*Stored dataset items*:
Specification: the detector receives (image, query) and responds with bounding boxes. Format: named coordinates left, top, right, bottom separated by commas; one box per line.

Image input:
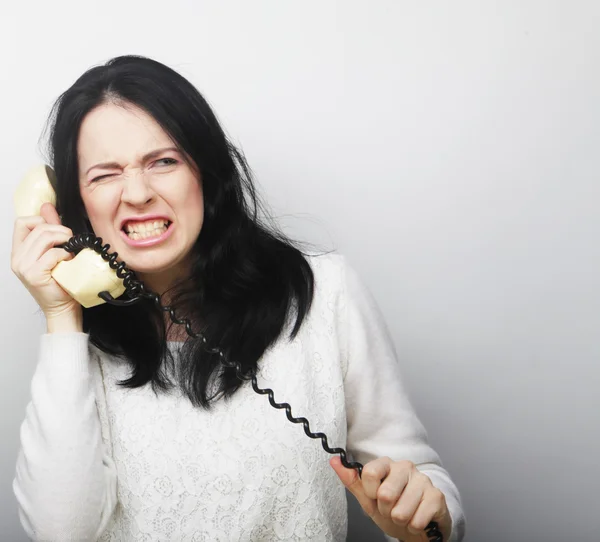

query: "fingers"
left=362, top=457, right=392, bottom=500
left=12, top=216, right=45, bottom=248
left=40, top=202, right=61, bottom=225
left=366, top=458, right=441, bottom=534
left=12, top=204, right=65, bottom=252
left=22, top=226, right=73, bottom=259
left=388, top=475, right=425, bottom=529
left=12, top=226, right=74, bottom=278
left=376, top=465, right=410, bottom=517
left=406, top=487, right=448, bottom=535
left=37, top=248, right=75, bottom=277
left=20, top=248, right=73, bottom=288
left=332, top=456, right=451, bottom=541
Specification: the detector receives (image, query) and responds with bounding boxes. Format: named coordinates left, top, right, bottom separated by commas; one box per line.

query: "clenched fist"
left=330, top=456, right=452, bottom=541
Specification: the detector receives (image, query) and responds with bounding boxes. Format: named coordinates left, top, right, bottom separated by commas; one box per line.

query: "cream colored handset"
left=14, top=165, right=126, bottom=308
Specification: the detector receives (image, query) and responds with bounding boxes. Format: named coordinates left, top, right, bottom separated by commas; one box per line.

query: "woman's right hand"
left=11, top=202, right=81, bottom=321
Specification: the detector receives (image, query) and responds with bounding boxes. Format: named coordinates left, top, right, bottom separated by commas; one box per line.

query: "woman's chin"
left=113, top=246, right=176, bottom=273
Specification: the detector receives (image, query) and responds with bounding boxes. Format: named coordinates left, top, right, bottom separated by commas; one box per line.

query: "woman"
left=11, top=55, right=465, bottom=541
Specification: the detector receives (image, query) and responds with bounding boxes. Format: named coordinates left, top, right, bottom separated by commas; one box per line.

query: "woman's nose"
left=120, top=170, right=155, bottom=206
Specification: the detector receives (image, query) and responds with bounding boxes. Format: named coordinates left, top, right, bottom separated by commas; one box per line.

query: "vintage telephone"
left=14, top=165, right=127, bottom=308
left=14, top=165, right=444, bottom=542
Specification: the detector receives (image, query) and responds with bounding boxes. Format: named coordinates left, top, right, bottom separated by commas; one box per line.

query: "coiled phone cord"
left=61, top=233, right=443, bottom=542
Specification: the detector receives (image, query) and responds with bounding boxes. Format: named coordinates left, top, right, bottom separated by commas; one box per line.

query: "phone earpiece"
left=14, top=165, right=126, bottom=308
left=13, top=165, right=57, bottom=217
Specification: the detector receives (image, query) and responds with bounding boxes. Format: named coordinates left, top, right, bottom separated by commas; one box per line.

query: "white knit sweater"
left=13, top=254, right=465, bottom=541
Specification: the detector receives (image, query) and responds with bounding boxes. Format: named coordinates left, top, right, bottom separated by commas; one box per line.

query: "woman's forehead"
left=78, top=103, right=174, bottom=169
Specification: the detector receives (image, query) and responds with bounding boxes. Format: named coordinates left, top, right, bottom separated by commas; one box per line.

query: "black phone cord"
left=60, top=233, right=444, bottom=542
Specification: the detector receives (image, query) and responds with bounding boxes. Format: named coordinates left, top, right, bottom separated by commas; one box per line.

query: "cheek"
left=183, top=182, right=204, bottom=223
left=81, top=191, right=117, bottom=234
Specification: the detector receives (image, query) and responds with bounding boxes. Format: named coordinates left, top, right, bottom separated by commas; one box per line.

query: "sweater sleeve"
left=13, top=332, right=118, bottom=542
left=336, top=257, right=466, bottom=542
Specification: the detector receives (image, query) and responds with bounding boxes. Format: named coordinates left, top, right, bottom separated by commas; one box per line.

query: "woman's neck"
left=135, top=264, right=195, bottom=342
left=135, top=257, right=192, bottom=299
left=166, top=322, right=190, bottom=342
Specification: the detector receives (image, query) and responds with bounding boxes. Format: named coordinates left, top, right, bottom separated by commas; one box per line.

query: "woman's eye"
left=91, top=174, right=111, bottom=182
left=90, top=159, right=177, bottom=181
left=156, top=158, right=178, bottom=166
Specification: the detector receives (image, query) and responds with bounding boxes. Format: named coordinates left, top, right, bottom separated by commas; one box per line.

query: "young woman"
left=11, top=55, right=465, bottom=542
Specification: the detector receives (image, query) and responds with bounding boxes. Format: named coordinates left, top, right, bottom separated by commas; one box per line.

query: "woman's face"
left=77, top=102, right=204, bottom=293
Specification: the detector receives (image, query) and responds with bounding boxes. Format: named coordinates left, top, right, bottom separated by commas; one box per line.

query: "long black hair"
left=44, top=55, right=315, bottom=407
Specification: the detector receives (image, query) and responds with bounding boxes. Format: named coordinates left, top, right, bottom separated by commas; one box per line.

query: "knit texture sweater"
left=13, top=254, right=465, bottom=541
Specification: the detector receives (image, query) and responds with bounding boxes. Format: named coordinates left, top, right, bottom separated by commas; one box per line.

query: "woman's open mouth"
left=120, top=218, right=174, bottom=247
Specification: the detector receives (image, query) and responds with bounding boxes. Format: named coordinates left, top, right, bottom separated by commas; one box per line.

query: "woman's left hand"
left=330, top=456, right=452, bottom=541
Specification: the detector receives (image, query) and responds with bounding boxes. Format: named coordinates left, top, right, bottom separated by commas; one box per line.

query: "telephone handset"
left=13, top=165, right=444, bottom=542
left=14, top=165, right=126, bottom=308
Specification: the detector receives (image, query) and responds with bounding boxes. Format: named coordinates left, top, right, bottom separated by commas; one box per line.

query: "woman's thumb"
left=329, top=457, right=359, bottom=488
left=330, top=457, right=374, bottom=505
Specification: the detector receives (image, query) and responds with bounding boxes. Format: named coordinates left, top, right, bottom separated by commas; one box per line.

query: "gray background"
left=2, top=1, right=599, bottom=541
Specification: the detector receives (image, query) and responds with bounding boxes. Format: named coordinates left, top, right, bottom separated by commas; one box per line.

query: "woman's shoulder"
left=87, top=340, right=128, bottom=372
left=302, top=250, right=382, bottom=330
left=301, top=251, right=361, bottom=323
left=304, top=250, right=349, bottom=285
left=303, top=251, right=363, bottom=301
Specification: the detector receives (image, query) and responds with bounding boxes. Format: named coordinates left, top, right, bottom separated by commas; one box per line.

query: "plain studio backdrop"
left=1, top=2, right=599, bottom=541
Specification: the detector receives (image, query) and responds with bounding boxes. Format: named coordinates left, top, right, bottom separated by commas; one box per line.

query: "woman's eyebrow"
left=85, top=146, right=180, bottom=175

*Aim of the exercise*:
Only the text of the records belongs in the answer, printed exactly and without pictures.

*Written answer*:
Specification: the detector receives (image, query) and responds with bounding boxes. Format: named coordinates left, top, right, bottom separated by commas; one box per line.

Image input:

query: "fingers"
left=362, top=457, right=392, bottom=500
left=12, top=216, right=45, bottom=248
left=40, top=202, right=61, bottom=225
left=366, top=458, right=441, bottom=534
left=12, top=204, right=65, bottom=252
left=22, top=226, right=73, bottom=259
left=388, top=475, right=425, bottom=529
left=12, top=226, right=74, bottom=278
left=376, top=465, right=410, bottom=517
left=406, top=487, right=448, bottom=535
left=37, top=248, right=75, bottom=277
left=20, top=248, right=73, bottom=288
left=332, top=456, right=451, bottom=541
Specification: the detector receives (image, query) and responds with bounding boxes. Format: named coordinates left, top, right, bottom separated by commas; one box per line.

query: "clenched fist"
left=330, top=456, right=452, bottom=541
Specification: the detector receives (image, query) and responds with bounding boxes. Format: named coordinates left, top, right, bottom separated by commas; one box per line.

query: "cream colored handset"
left=14, top=165, right=126, bottom=308
Specification: the detector receives (image, query) and responds with bounding boxes. Format: named coordinates left, top, right, bottom separated by commas; one box per line.

query: "woman's right hand"
left=11, top=202, right=81, bottom=321
Specification: the detector receives (image, query) and responds with bounding boxes. Format: named coordinates left, top, right, bottom separated by commas; one box per line.

query: "woman's chin"
left=113, top=246, right=176, bottom=273
Specification: the detector receives (image, query) and responds with bounding boxes. Format: named coordinates left, top, right, bottom separated by commas; one box per line.

query: "woman"
left=11, top=55, right=465, bottom=541
Specification: the detector receives (image, query) and responds with bounding boxes. Format: named coordinates left, top, right, bottom separated by commas; one box per line.

query: "woman's nose"
left=120, top=170, right=155, bottom=206
Specification: the detector receives (image, query) and responds with bounding boxes. Format: named coordinates left, top, right, bottom separated by commas; one box per line.

query: "vintage telephone"
left=14, top=165, right=127, bottom=308
left=14, top=165, right=444, bottom=542
Specification: the detector receives (image, query) and responds with bounding boxes. Format: named coordinates left, top, right, bottom separated by commas; one box per line.

query: "coiled phone cord"
left=61, top=233, right=443, bottom=542
Specification: the detector receives (image, query) and responds with bounding boxes. Format: named coordinates left, top, right, bottom separated by commas; one box per line.

query: "phone earpiece"
left=14, top=165, right=126, bottom=308
left=13, top=165, right=57, bottom=217
Specification: the detector receives (image, query) and responds with bounding boxes. Format: named coordinates left, top, right, bottom separated by commas; one box per line.

query: "white knit sweater"
left=13, top=254, right=465, bottom=541
Specification: the detector receives (image, query) and responds with bounding boxes. Format: named coordinates left, top, right, bottom separated by commas; one box per line.

query: "woman's forehead"
left=78, top=103, right=174, bottom=169
Specification: the detector receives (image, query) and responds with bounding boxes. Format: named coordinates left, top, right, bottom separated by commas; one box per line.

query: "black phone cord"
left=60, top=233, right=444, bottom=542
Specification: the detector receives (image, query) and responds with bounding boxes. Format: named coordinates left, top, right, bottom separated by commas; one box per line.

query: "cheek"
left=183, top=182, right=204, bottom=223
left=81, top=191, right=117, bottom=234
Specification: the detector receives (image, query) and responds with bounding boxes. Format: named coordinates left, top, right, bottom separated by commas; one box per line.

query: "sweater sleeve"
left=13, top=332, right=118, bottom=542
left=336, top=257, right=466, bottom=542
Specification: the detector receives (image, query) and responds with bounding boxes. Format: named coordinates left, top, right, bottom separated by commas; one box per line.

query: "woman's neck"
left=135, top=264, right=195, bottom=342
left=135, top=257, right=192, bottom=299
left=166, top=322, right=190, bottom=342
Specification: the detector receives (image, query) and responds with bounding boxes. Format: named coordinates left, top, right, bottom separated by commas; one box per line.

query: "woman's eye"
left=91, top=174, right=111, bottom=182
left=90, top=159, right=177, bottom=181
left=156, top=158, right=178, bottom=166
Specification: the detector receives (image, query) and responds with bounding boxes. Format: named coordinates left, top, right, bottom separated by commas; one box per line.

query: "young woman"
left=11, top=55, right=465, bottom=542
Specification: the detector receives (image, query) and responds with bounding boxes. Format: named coordinates left, top, right, bottom separated by commas; one box per line.

query: "woman's face"
left=77, top=102, right=204, bottom=293
Specification: the detector receives (image, query) and responds with bounding boxes. Format: named coordinates left, top, right, bottom separated by commas; one box per line.

query: "long black hair"
left=44, top=55, right=315, bottom=407
Specification: the detector receives (image, query) and responds with bounding boxes. Format: named coordinates left, top, right, bottom separated by commas; one box per line.

query: "knit texture sweater"
left=13, top=254, right=465, bottom=541
Specification: the detector receives (image, query) and responds with bounding boxes. Format: named coordinates left, top, right, bottom separated by commas; one box per line.

query: "woman's open mouth"
left=120, top=218, right=174, bottom=247
Specification: the detector receives (image, query) and responds with bounding boxes. Format: named coordinates left, top, right, bottom separated by commas; one box per line.

query: "woman's left hand"
left=330, top=456, right=452, bottom=541
Specification: the detector receives (image, query) and responds with bounding boxes. Format: named coordinates left, top, right, bottom separated by commas; one box per line.

query: "telephone handset"
left=13, top=165, right=444, bottom=542
left=14, top=165, right=126, bottom=308
Specification: the detector receives (image, query) and responds with bounding boxes. Format: named coordinates left, top, right, bottom separated by commas; one box per line.

query: "woman's thumb"
left=329, top=457, right=359, bottom=488
left=330, top=457, right=374, bottom=505
Specification: the detector receives (image, query) and responds with bounding boxes. Format: named coordinates left, top, right, bottom separated by commas; one box per line.

query: "gray background"
left=2, top=1, right=599, bottom=541
Specification: the detector receives (image, query) and responds with bounding boxes. Format: named coordinates left, top, right, bottom separated by commas; one box per line.

query: "woman's shoulder"
left=87, top=340, right=128, bottom=372
left=302, top=250, right=382, bottom=330
left=301, top=251, right=361, bottom=323
left=304, top=250, right=349, bottom=285
left=303, top=251, right=363, bottom=301
Specification: the detector receives (image, query) and responds with bounding boxes. Format: named coordinates left, top, right, bottom separated by commas; one box per line.

query: "plain studio backdrop"
left=1, top=2, right=599, bottom=541
Specification: the detector receives (image, query) and responds with bounding boxes. Format: named coordinates left, top, right, bottom separated by commas; one box per line.

query: "woman's eyebrow"
left=85, top=146, right=180, bottom=175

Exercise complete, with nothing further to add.